+++ Fragmento extraído +++
Su exagerada actividad mental sustituye lo que debería ser el contacto con el mundo real, y puede crearle una falsa impresión de vivacidad. Tanta actividad mental provoca mortandad emocional que se manifiesta físicamente. Su cuerpo tiene un aspecto de “muerto” o carente de vida.

Cuando ponemos demasiado acento en el papel de la imagen nos enceguecemos a la realidad de lo que es la vida y los sentimientos del cuerpo.
Es el cuerpo el que se derrite de amor, se paraliza de miedo, tiembla de indignación y busca la calidez del contacto. Basada en la realidad del sentimiento corporal, la identidad posee substancia y estructura. Quitada de esa realidad, la identidad se convierte en un artefacto social, un esqueleto sin carne. Entonces, cuando la persona pierde contacto con su físico, se desdibuja la realidad.
+++ Listado suministrado +++
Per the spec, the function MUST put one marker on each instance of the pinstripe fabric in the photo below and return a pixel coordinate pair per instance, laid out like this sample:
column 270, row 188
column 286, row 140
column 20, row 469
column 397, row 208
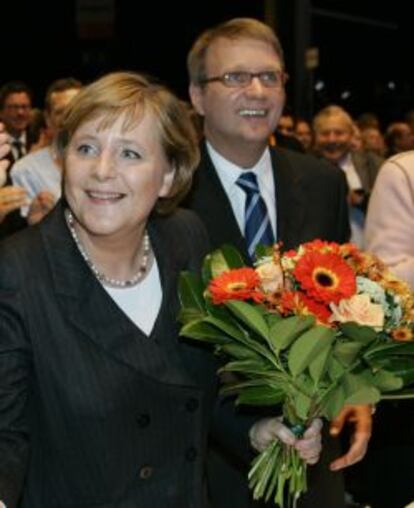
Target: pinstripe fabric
column 117, row 419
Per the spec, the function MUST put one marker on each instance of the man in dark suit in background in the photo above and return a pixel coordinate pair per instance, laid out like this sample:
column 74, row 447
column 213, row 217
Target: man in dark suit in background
column 15, row 113
column 237, row 80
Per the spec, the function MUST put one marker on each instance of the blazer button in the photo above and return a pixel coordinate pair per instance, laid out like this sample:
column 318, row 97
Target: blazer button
column 146, row 472
column 143, row 420
column 191, row 405
column 191, row 454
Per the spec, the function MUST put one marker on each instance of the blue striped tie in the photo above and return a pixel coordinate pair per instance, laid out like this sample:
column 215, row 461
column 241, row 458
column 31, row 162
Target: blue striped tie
column 257, row 226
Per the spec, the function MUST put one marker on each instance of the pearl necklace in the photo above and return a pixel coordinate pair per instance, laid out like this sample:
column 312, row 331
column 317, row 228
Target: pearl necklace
column 108, row 281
+++
◆ Problemas y tareas:
A. Reescribe en forma de lista breve el párrafo del fragmento sobre el cuerpo y la identidad que comienza con «Es el cuerpo el que se derrite», conservando sus datos principales.
B. Actualiza el fragmento sobre el cuerpo y la identidad reproduciendo todo el tramo que va desde «Su exagerada actividad» hasta «desdibuja la realidad.», con «artefacto social» sustituido por «constructo social».
El listado no tiene relación con el fragmento.

◆ Resultados por tarea:
A.
- El cuerpo es el que se derrite de amor, se paraliza de miedo, tiembla de indignación y busca la calidez del contacto.
- Basada en la realidad del sentimiento corporal, la identidad tiene substancia y estructura.
- Separada de esa realidad, la identidad se vuelve un artefacto social, un esqueleto sin carne.
- Cuando la persona pierde contacto con su físico, la realidad se desdibuja.

B.
Su exagerada actividad mental sustituye lo que debería ser el contacto con el mundo real, y puede crearle una falsa impresión de vivacidad. Tanta actividad mental provoca mortandad emocional que se manifiesta físicamente. Su cuerpo tiene un aspecto de “muerto” o carente de vida.

Cuando ponemos demasiado acento en el papel de la imagen nos enceguecemos a la realidad de lo que es la vida y los sentimientos del cuerpo.
Es el cuerpo el que se derrite de amor, se paraliza de miedo, tiembla de indignación y busca la calidez del contacto. Basada en la realidad del sentimiento corporal, la identidad posee substancia y estructura. Quitada de esa realidad, la identidad se convierte en un constructo social, un esqueleto sin carne. Entonces, cuando la persona pierde contacto con su físico, se desdibuja la realidad.